▶ _Exercise brief_
There is a line below that contains "tail in the photo above.". Please reproduce it and all following lines exactly, through the final one.

▶ _Saved entries_
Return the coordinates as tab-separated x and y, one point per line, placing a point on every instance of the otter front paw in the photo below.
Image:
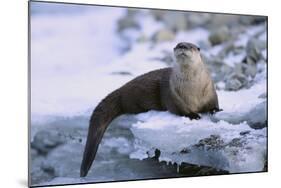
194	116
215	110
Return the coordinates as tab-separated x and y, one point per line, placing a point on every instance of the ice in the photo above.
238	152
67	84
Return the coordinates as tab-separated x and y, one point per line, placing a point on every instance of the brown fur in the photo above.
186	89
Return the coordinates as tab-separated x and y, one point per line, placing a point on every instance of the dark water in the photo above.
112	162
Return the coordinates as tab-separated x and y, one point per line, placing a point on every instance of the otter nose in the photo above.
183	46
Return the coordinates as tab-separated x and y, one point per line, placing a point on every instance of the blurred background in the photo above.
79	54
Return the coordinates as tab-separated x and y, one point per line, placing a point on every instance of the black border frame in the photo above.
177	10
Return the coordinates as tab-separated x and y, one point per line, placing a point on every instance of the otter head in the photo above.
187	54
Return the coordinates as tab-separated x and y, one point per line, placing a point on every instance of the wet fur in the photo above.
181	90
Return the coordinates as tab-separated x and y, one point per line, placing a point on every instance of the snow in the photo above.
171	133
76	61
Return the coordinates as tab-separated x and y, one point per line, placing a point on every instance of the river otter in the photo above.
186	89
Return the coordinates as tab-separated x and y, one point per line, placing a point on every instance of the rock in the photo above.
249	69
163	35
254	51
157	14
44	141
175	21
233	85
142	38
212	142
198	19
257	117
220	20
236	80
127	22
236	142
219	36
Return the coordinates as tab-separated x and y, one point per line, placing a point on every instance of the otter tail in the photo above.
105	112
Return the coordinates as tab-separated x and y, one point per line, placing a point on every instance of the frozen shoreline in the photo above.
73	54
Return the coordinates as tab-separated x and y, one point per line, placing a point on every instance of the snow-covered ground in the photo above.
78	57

▶ _Result of the task_
Return the coordinates as tab-separated x and y, one point per line, placing a point on every instance of the otter tail in the photo above.
105	112
Return the coordinates as tab-separated x and y, one point per line, placing a point on every instance of the frozen shoreline in the photo above.
73	54
Return the coordinates as tab-separated x and y, one point per line, placing a point on every instance of the snow-covered ground in the photo above.
78	57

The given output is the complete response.